§ What is asked:
Copy every one of the following rows verbatim, leaving nothing out.
— Start Dataset rows —
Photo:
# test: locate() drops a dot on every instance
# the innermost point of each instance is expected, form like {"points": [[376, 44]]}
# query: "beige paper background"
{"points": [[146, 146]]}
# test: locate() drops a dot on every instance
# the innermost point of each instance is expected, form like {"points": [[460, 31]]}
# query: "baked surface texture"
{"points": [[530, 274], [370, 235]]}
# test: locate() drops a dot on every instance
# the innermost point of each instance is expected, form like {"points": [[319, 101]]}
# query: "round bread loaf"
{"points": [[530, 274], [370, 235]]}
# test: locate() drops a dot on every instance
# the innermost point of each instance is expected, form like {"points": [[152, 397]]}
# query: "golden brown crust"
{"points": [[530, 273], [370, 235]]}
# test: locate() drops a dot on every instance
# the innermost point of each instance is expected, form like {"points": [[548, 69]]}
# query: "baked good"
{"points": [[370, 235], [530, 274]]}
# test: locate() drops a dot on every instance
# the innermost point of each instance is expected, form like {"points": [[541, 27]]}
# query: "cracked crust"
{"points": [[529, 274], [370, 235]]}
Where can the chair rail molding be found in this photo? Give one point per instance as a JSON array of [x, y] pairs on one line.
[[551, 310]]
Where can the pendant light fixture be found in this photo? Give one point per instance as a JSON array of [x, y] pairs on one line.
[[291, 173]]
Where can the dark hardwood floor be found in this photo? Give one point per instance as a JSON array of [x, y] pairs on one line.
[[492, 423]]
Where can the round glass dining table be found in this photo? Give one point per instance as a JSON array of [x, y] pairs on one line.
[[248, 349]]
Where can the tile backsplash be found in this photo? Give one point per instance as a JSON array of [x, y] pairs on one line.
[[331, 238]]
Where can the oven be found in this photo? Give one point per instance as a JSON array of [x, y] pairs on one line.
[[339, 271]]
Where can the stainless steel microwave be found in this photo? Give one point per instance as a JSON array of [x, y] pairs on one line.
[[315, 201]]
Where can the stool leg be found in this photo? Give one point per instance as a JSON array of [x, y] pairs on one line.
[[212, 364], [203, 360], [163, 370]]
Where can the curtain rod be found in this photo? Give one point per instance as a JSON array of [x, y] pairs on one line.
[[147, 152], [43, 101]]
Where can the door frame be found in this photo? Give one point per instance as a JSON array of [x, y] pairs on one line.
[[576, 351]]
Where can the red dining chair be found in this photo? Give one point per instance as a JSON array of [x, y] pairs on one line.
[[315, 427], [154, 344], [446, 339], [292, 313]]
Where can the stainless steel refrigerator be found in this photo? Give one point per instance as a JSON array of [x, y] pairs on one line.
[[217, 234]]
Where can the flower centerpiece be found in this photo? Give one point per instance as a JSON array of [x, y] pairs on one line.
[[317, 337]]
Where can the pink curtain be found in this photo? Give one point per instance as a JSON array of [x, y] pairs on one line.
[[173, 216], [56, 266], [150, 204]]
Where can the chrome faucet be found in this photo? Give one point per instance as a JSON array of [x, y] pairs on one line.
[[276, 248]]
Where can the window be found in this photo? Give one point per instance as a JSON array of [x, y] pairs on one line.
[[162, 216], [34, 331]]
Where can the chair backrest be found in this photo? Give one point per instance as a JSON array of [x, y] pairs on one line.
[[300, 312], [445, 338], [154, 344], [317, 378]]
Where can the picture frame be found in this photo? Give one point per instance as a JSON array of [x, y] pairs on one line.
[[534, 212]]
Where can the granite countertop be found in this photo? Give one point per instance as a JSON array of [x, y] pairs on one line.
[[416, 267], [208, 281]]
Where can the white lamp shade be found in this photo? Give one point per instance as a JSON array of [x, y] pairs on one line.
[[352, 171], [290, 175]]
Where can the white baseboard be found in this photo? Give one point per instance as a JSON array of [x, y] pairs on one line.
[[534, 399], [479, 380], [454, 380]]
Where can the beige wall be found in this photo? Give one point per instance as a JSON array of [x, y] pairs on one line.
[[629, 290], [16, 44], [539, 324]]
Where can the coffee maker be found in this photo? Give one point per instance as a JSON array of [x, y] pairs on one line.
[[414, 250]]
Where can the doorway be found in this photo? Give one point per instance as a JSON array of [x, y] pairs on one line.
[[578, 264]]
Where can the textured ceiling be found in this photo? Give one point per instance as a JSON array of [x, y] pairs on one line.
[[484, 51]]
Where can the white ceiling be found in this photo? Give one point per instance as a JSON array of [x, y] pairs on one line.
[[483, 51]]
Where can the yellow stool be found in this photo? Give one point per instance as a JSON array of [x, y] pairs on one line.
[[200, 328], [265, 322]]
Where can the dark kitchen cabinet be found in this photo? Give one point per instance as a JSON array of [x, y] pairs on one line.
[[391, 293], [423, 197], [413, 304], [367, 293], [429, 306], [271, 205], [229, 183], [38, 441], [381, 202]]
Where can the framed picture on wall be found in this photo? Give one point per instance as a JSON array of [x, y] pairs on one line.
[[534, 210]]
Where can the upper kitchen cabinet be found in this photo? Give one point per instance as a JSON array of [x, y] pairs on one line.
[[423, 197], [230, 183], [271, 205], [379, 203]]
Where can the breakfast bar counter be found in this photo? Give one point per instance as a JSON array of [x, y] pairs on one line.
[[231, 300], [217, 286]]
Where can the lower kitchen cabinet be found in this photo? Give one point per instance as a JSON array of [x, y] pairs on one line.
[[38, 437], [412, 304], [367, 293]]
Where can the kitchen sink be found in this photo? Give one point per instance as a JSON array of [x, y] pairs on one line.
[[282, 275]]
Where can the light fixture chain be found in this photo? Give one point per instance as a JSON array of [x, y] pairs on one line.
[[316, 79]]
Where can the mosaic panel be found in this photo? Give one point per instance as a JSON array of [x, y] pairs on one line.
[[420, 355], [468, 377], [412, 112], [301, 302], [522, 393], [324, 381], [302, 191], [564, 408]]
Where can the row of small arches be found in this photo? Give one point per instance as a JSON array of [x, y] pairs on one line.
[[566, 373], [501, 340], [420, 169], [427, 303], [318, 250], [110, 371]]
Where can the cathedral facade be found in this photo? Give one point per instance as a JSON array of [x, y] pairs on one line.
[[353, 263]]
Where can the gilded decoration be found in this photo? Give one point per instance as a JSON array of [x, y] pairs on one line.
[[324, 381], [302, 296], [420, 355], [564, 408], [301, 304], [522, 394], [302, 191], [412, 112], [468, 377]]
— End Dataset rows —
§ The answer:
Photo:
# test: locate() drops a dot on every instance
# the innermost point of each instance is expected, form like {"points": [[376, 44]]}
# query: "beige paper background"
{"points": [[146, 146]]}
# test: locate() drops a dot on every instance
# the innermost point of each instance is expected, form like {"points": [[460, 31]]}
# query: "baked surface texture"
{"points": [[530, 274], [370, 235]]}
# test: locate() drops a dot on every instance
# the innermost point of each instance is expected, form like {"points": [[319, 101]]}
# query: "round bread loaf"
{"points": [[530, 274], [370, 235]]}
# test: locate() drops a dot on every instance
# the innermost point of each instance is expected, form like {"points": [[152, 397]]}
# query: "golden brown crust"
{"points": [[530, 273], [370, 235]]}
# test: locate() drops a dot on every instance
# the innermost point of each instance is expected, form like {"points": [[548, 69]]}
# query: "baked good"
{"points": [[370, 235], [530, 274]]}
# test: locate() drops a dot on every instance
# the innermost point of each instance is expected, form like {"points": [[541, 27]]}
# query: "cracked crust"
{"points": [[529, 274], [370, 235]]}
Where can the chair rail molding be found in this photo? Give one point per instance as a JSON array of [x, y] pairs on one line.
[[551, 310]]
Where can the pendant light fixture be found in this photo? Give one point per instance as a JSON array of [x, y] pairs on one line.
[[291, 173]]
Where can the dark hardwood floor be found in this photo? Give one point per instance as a JSON array of [x, y] pairs on one line.
[[492, 423]]
Where can the round glass dining table be found in this photo? Give one point per instance as a JSON array of [x, y] pairs on one line.
[[248, 349]]
Where can the tile backsplash be found in this photo? Give one point per instance as a JSON array of [x, y] pairs on one line.
[[331, 238]]
Where can the oven be found in this photo? Give one point per instance as a JSON array of [x, y] pairs on one line.
[[339, 271]]
Where can the stainless steel microwave be found in this photo? Give one point per instance as a JSON array of [x, y] pairs on one line.
[[315, 201]]
Where can the stool leg be found in this photo? Give one point per instance as a JSON array of [x, y] pairs on one line.
[[212, 364], [203, 360], [163, 370]]
Where can the curtain rod be found in this photo? Give one point per instance as a JSON array of [x, y] pairs on one line.
[[147, 152], [43, 101]]
Where can the door frame be found in this photo? Give one point per instance as a JSON array of [x, y] pairs on one line.
[[576, 351]]
Where can the red dining chair be found in this photo? Give one point per instance as a JSON array of [x, y] pairs on one line.
[[315, 427], [154, 344], [446, 339], [292, 313]]
Where can the stainless steel refrigerator be found in this photo? Give one point per instance as a JSON array of [x, y] pairs on one line.
[[217, 234]]
Where can the flower centerpiece be found in this photo? Give one point per instance as a JSON array of [x, y] pairs on one line.
[[317, 337]]
Where can the pink curtain be found in this photo? Give one point per instance as a JSON array of [x, y] pairs on one line.
[[173, 216], [56, 266], [150, 204]]
Where can the chrome faucet be found in this photo? Give one point per instance as a JSON array of [x, y] pairs on one line.
[[276, 248]]
Where can the window be found in this photo? Give one point per instance as a JSON array of [x, y] pairs on one line.
[[162, 216], [34, 331]]
Where can the chair backrest be found in this photo? Give one point per instance as a JSON array of [x, y] pairs on one line.
[[300, 312], [445, 338], [154, 344], [317, 378]]
Where can the picture frame be found in this photo? Give one point per instance as a JSON array of [x, y] pairs on one line.
[[534, 212]]
Where can the granite countertop be found in this photo? Give one point per instance as a JSON array of [x, y] pairs on one line.
[[416, 267], [208, 281]]
Where can the white lamp shade be found in this photo? Give one point per instance as a JSON array of [x, y] pairs on one line.
[[352, 171], [290, 175]]
Where can the white baseboard be found in this photo? Give one point per instance as a JSON array of [x, y] pairs on one line.
[[534, 399], [479, 380], [454, 380]]
Where can the beige wall be found in this photo? Give one point per instance as a JSON array of [x, y] pairs on one line.
[[629, 290], [16, 44], [539, 324]]
Where can the coffee maker be found in this photo? Give one point per instance as a JSON array of [x, y] pairs on one line.
[[414, 250]]
Where can the doorway be found in this photo? Give one point per instance as a JSON array of [x, y] pairs on one line.
[[578, 264]]
Where can the textured ceiling be found in this photo? Give one point per instance as a JSON array of [x, y] pairs on one line.
[[484, 51]]
Where can the white ceiling be found in this photo? Give one point per instance as a JSON array of [x, y] pairs on one line.
[[483, 51]]
Where can the yellow stool be found in this photo? Give one point per instance as a JSON array of [x, y] pairs on one line.
[[200, 328], [265, 322]]
Where can the dark kitchen cabinet be found in this photo? Give one point per instance as a JSON array of [x, y] pairs on one line.
[[391, 293], [423, 197], [413, 304], [367, 293], [429, 306], [271, 205], [229, 183], [38, 441], [381, 202]]
Where can the framed picture on wall be found in this photo? Give one point per instance as a JSON array of [x, y] pairs on one line.
[[534, 210]]
Where can the upper kitchen cabinet be found in this photo? Give one point per instance as a JSON array of [x, y] pairs on one line.
[[423, 197], [230, 183], [271, 205], [379, 203]]
Where can the breakfast bar counter be found in this photo? Give one point per instance as a JSON array of [x, y] pairs on one line.
[[231, 300], [217, 286]]
Where can the lower kitchen cabinet be found in this photo? Give one point per instance as a JSON array of [x, y] pairs on one line.
[[38, 437], [412, 304], [367, 293]]
Where can the kitchen sink be found in this photo? Give one point per instance as a JSON array of [x, y] pairs on one line.
[[282, 275]]
Where can the light fixture chain be found in this photo? Give one point per instance as a JSON array of [x, y] pairs on one line.
[[316, 79]]
Where can the mosaic panel be found in this photo? Give one point per instance as a JSON array of [x, y] pairs on one line.
[[420, 355], [468, 377], [412, 112], [301, 302], [522, 393], [324, 381], [302, 191], [564, 408]]
Where can the row of small arches be found in this photo? Give one point per instance as a JSON array of [x, y] pairs on one line.
[[566, 373], [501, 340], [420, 169], [427, 303], [318, 250], [110, 371]]
Where can the cathedral facade be found in this photo? Give one point per instance as a JSON array of [x, y] pairs on one line.
[[353, 263]]
Where can the gilded decoration be found in this photo? Give one point per instance as a JSON array of [x, y] pairs on one line.
[[324, 381], [302, 296], [420, 355], [564, 408], [301, 304], [522, 394], [302, 191], [412, 112], [468, 377]]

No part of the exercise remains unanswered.